• [Text extract]
## start
On
March 19 the Tulsa World ran an opinion piece from
Allison Moore, a Muslim member of the Tulsa World's “Community
Advisory Board.” It was titled: Why not hate? Your own
health may be at risk.
Most
of it was innocuous, citing health studies that suggest hating people
leads to mental and physical illness for the individual who hates.
But her first paragraph was more than any rational person should have
to take:
Our
current national and political climate has developed into a fiery storm of hate and fear rhetoric. African-Americans, Hispanics,
gays, women Jews, and Muslims have felt victimized. Conservative
white nationalists [i.e. Neo-Nazis who support Trump – she means
all of you who are white and support Trump] also feel threatened as
our nation comes to terms with its growing diversity and the shifts
in power. In the midst of this chaos, the Southern Poverty Law
Center reports a rise in hate groups and hate incidents.
The
Southern Poverty Law Center (SPLC) authored a 2009 report stating
that returning Afghanistan and Iraq war veterans, pro-life activists,
and Ron Paul supporters should all be placed on a government watch
list for potential domestic terrorism. This report was adopted by
the Obama administration's Department of Homeland Security.
The
SPLC produces a “hate map” of extremist groups in the United
States that once included the Family Research Council (FRC) in
Washington, D.C. The reason for placing the FRC on its “hate
map” was that the FRC opposes gay marriage and supports traditional
family values. In 2012 a gunman named Floyd Corkins used the SPLC "hate map” to enter the FRC's Washington office and shoot up the lobby and wound a security guard. SPLC has since
deleted the FRC from their map. The Southern Poverty Law Center has
no credibility.
Recently, Jewish community centers across the Untied States have received bomb threats. All of them turned out to be hoaxes. The media were quick to link the threats to the Trump presidency. Recently, Juan Thompson of Saint Louis was arrested for making these threats. Juan is a black male who hates Donald Trump. Sorry, Allison Moore.
## end
Rows from a dataset
## start
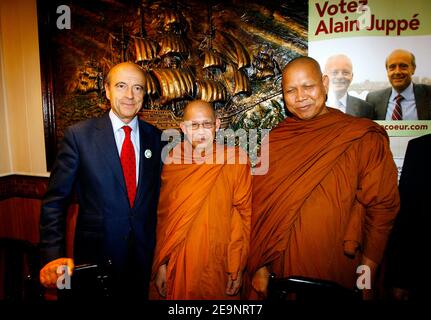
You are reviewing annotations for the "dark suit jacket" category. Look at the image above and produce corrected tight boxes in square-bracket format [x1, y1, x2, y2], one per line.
[366, 84, 431, 120]
[40, 113, 162, 290]
[385, 134, 431, 298]
[346, 94, 373, 119]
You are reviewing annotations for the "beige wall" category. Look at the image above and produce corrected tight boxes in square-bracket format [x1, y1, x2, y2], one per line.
[0, 0, 47, 175]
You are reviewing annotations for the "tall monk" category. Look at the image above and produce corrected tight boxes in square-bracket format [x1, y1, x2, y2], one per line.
[248, 57, 399, 298]
[150, 100, 252, 300]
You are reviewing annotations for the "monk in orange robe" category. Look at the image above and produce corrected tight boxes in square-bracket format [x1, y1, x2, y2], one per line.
[248, 57, 399, 299]
[150, 100, 252, 300]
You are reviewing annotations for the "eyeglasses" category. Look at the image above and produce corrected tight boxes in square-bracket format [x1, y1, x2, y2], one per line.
## end
• [Complete the following]
**1)** According to the commentary on the Tulsa World opinion piece, which department adopted the Southern Poverty Law Center's 2009 report?
**2)** From the commentary on the Tulsa World opinion piece, quote the passage starting at "But her first" and ending at "and hate incidents.".

• [Answers below]
**1)** The Obama administration's Department of Homeland Security.

**2)**
But her first paragraph was more than any rational person should have
to take:
Our
current national and political climate has developed into a fiery storm of hate and fear rhetoric. African-Americans, Hispanics,
gays, women Jews, and Muslims have felt victimized. Conservative
white nationalists [i.e. Neo-Nazis who support Trump – she means
all of you who are white and support Trump] also feel threatened as
our nation comes to terms with its growing diversity and the shifts
in power. In the midst of this chaos, the Southern Poverty Law
Center reports a rise in hate groups and hate incidents.